> [Working data]:
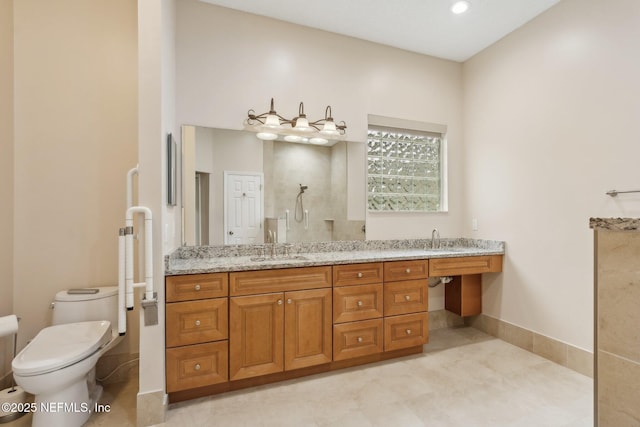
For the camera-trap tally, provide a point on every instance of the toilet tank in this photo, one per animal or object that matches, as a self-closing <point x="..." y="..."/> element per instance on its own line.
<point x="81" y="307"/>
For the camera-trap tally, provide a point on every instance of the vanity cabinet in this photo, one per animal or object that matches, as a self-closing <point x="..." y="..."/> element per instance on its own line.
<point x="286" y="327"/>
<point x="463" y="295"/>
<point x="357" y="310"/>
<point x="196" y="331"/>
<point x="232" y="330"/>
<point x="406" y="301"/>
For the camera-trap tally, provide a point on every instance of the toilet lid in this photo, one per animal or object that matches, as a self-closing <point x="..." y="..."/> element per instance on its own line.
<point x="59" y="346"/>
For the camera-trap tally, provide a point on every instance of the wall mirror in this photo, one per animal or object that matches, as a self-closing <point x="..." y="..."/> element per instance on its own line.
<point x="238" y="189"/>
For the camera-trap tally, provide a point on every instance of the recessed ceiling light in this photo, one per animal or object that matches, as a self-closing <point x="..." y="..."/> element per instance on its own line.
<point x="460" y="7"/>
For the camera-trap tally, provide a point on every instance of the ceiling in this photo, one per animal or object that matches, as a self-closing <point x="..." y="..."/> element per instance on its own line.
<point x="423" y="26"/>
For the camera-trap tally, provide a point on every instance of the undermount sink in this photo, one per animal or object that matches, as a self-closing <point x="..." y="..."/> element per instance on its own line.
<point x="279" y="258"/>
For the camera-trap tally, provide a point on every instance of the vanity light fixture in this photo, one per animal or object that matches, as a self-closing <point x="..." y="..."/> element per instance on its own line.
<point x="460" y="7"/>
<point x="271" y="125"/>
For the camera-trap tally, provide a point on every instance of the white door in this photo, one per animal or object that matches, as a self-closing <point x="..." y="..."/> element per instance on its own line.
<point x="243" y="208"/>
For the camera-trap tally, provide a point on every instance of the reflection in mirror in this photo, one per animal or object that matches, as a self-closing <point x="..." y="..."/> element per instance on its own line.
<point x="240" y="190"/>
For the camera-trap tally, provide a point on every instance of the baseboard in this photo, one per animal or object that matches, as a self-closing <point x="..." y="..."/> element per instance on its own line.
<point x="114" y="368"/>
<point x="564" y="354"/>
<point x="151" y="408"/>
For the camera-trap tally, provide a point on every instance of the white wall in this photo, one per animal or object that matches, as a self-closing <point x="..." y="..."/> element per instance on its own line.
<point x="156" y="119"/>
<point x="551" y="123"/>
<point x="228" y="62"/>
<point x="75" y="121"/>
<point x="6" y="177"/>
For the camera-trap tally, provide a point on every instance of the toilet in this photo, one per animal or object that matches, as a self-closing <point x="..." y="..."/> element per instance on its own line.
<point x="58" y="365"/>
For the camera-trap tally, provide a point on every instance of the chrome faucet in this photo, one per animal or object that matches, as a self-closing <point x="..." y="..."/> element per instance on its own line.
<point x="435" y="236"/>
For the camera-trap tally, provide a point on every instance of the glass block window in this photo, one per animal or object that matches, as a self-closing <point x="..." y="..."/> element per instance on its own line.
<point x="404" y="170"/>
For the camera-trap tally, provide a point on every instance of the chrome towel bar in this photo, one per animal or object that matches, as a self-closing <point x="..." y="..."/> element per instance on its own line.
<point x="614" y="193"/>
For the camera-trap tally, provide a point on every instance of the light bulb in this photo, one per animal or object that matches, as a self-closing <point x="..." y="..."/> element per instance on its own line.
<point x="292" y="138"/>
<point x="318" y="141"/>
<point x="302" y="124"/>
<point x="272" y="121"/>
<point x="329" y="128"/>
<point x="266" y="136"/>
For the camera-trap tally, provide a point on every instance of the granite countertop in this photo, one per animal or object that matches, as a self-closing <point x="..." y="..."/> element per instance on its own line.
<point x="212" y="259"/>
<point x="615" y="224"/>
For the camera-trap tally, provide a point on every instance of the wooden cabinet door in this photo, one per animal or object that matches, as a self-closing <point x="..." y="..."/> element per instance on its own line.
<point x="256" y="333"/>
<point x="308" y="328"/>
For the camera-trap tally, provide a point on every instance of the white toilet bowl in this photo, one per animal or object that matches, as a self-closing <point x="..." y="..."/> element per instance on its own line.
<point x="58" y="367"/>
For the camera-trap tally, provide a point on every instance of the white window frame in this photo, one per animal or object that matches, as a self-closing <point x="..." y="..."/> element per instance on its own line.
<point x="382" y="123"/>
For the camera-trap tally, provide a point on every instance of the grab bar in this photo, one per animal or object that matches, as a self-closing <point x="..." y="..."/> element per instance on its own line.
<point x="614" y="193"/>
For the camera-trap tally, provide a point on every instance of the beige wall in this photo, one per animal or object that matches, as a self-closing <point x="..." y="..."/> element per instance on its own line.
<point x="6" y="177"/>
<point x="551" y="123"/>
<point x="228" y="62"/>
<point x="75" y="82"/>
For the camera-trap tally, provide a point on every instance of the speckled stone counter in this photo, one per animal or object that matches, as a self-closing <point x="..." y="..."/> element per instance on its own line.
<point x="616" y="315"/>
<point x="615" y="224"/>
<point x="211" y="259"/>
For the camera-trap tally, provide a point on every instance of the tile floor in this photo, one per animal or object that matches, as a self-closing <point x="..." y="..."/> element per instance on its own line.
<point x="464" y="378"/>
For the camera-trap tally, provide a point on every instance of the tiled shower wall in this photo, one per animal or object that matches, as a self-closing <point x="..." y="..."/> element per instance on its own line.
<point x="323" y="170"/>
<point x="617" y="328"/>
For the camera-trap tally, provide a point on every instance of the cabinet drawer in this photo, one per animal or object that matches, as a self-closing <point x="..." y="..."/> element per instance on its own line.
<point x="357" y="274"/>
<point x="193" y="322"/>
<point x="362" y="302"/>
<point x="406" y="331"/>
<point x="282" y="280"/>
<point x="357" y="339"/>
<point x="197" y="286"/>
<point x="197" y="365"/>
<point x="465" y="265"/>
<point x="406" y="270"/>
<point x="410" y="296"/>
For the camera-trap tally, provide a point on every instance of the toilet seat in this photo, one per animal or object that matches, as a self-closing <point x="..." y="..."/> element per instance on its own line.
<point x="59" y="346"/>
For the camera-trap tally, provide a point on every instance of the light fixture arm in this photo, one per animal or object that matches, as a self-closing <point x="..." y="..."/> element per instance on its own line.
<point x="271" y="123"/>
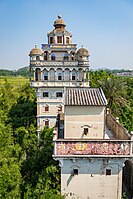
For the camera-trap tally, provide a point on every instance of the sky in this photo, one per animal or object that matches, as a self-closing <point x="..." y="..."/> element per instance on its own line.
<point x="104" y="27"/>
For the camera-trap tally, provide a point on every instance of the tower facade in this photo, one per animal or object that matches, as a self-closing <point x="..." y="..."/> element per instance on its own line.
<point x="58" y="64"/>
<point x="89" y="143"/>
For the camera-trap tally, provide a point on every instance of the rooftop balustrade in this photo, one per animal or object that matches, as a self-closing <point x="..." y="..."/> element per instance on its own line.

> [Exercise requirements]:
Skip the pictures and print each record exactly as it stands.

> [Problem solution]:
For the camera-trap tally, provide a point on every instance of the toilet tank in this photo, one per animal or object that matches, as a self-closing <point x="..." y="..."/> element per instance on its own line.
<point x="81" y="307"/>
For the camera-trap tally, provide a point on every instance of the vanity cabinet in this photo, one per animal or object that matches, as a self-closing <point x="..." y="..."/> element per instance on its own line.
<point x="286" y="327"/>
<point x="463" y="295"/>
<point x="357" y="310"/>
<point x="196" y="331"/>
<point x="232" y="330"/>
<point x="406" y="301"/>
For the camera-trap tally, provide a point on every instance of the toilet lid in this photo, one per animal or object that matches, as a self-closing <point x="..." y="..."/> element per instance on its own line.
<point x="59" y="346"/>
For the camera-trap tally, provide a point on every instance of the wall mirror in this photo, one per animal or object that matches, as a self-closing <point x="..." y="..."/> element per instance on its own line.
<point x="238" y="189"/>
For the camera-trap tally, provide a point on every instance of the recessed ceiling light in this photo, one per animal or object that matches, as a self-closing <point x="..." y="..."/> element per instance on its own line.
<point x="460" y="7"/>
For the camera-trap tally, provide a point on every instance of the ceiling in this photo, one per animal or object that matches, as a self-closing <point x="..." y="..."/> element per instance on its own line.
<point x="423" y="26"/>
For the camera-trap tally, provide a point on every instance of the undermount sink in this photo, one per animal or object that matches, as a self-closing <point x="..." y="..."/> element per instance on its own line.
<point x="279" y="258"/>
For the camera-trap tally, provide a point on every instance of the vanity light fixture in this photo, one per animal or object that matches, as a self-closing <point x="..." y="..."/> element per instance on its own line.
<point x="460" y="7"/>
<point x="271" y="125"/>
For the camera-trap tally, provide a point on every instance of the white door in this photo, one per animal or object that matches, as a self-closing <point x="..." y="..."/> element per instance on its own line.
<point x="243" y="208"/>
For the camera-trap tally, provide a point on every instance of the reflection in mirror in this photo, one per animal or object that matches, as a self-closing <point x="..." y="..."/> element per instance on its own line.
<point x="240" y="190"/>
For the camera-trap tally, provide a point on every instance of the baseboard in this photo, one per animal or object that matches, as a self-closing <point x="..." y="..."/> element per instance on its own line.
<point x="114" y="368"/>
<point x="564" y="354"/>
<point x="151" y="408"/>
For the camera-trap tally, provide a point on every instance of the white wall in this photo, one per animal or object that matches, as a self-closing <point x="..." y="..."/> element per instance on its own line.
<point x="156" y="119"/>
<point x="551" y="123"/>
<point x="228" y="62"/>
<point x="75" y="121"/>
<point x="6" y="177"/>
For the camera-trap tally, provide a point on every instance of the toilet in this photo, one per animal or object that matches, as a self-closing <point x="..." y="..."/> element per instance on its own line.
<point x="58" y="365"/>
For the camera-trap tally, provide a point on every instance of the chrome faucet in this photo, one per animal or object that matches, as a self-closing <point x="..." y="..."/> element per instance on its own line.
<point x="435" y="236"/>
For the camera-trap tally, provide a point on every instance of the glass block window in this photo, one per animal or object that matches, as a self-closing <point x="..." y="..."/> element per instance on its own line.
<point x="404" y="170"/>
For the camera-trap tally, provide a point on every instance of the chrome towel bar in this photo, one per animal or object that matches, as a self-closing <point x="..." y="..."/> element per instance on its own line.
<point x="614" y="193"/>
For the camera-trap tally, provide a point on every instance of the light bulb in this photo, one per animal or object that matches, as a self-closing <point x="..." y="..."/> element per instance on its own line.
<point x="292" y="138"/>
<point x="318" y="141"/>
<point x="302" y="124"/>
<point x="272" y="121"/>
<point x="329" y="128"/>
<point x="266" y="136"/>
For the camera-trap tally, provide a point on every instance of the granite countertop in this photo, one per animal or object that matches, as a self-closing <point x="..." y="..."/> element per instance on its own line.
<point x="212" y="259"/>
<point x="615" y="224"/>
For the camera-trap tally, provide a point on every instance of the wooden cabinet door in this photo, one per animal or object that matches, as a self-closing <point x="..." y="..."/> element per instance on its own line.
<point x="256" y="333"/>
<point x="308" y="328"/>
For the camera-trap tally, provide a point on every instance of the white toilet bowl in this photo, one per animal or object that matches, as a self-closing <point x="..." y="..."/> element per instance on its own line.
<point x="58" y="367"/>
For the camera-trap tally, provide a point on every instance of the white window frame in this photo, one per animal or object that matches, as a self-closing <point x="..." y="..."/> element per instance on its own line.
<point x="382" y="123"/>
For the camera-trap tally, provide a point on every instance of the grab bar in this photo, one per animal or object that matches, as a self-closing <point x="..." y="..."/> element per instance on its own line.
<point x="614" y="193"/>
For the camera-trap tally, provide a point on every instance of the beige wall in this photo, one per animal or object that matches, as a self-closing <point x="..." y="..."/> element per instance on its own line.
<point x="6" y="177"/>
<point x="551" y="123"/>
<point x="228" y="62"/>
<point x="75" y="82"/>
For the camera-trap tally, provide a point on every instance of the speckled stone counter in this photo, one per animal or object that matches, as a self-closing <point x="..." y="..."/> element per instance on its own line.
<point x="616" y="315"/>
<point x="615" y="224"/>
<point x="211" y="259"/>
For the camera-trap tally, provide a point on every instance of the tile floor in this photo, one per animal or object that matches, as a self-closing <point x="..." y="..."/> element per instance on its own line.
<point x="464" y="378"/>
For the camera-trap tally, provide a point on every instance of the tiled shower wall in this photo, one per animal or object that matches, as a self-closing <point x="..." y="..."/> element per instance on its own line.
<point x="323" y="170"/>
<point x="617" y="328"/>
For the camera-trap tally, provide a point on every instance of the cabinet drawer in this photo, one per animal or object that matches, as a self-closing <point x="..." y="..."/> element per instance on its own line.
<point x="357" y="274"/>
<point x="193" y="322"/>
<point x="362" y="302"/>
<point x="406" y="331"/>
<point x="282" y="280"/>
<point x="357" y="339"/>
<point x="197" y="286"/>
<point x="197" y="365"/>
<point x="465" y="265"/>
<point x="406" y="270"/>
<point x="410" y="296"/>
For the camera-trap tally, provide a point on every instance of the toilet seat in this photo, one per animal or object that matches, as a self-closing <point x="..." y="..."/> element per instance on its own line.
<point x="59" y="346"/>
For the camera-trap tally, provide a point on every instance of the light fixture arm in this photo, one per animal or object that matches, as a self-closing <point x="..." y="..."/> element per instance on its own line.
<point x="271" y="123"/>
For the camera-trap tally, provide a point on every instance of the sky in this photo, one per animal or object that matches, as a self-closing <point x="..." y="..."/> element per instance on its own line.
<point x="104" y="27"/>
For the camera-trap tally, provide a point on every instance of the tower facade in this photo, one per animal or object that matches, as a self-closing <point x="..." y="..."/> element per instance on its own line.
<point x="58" y="64"/>
<point x="89" y="143"/>
For the camera-trap tally, provide a point on every instance of the rooftop balustrade in this photo, one per animal or object that matches, as a self-closing <point x="..." y="..."/> element per instance on its own line.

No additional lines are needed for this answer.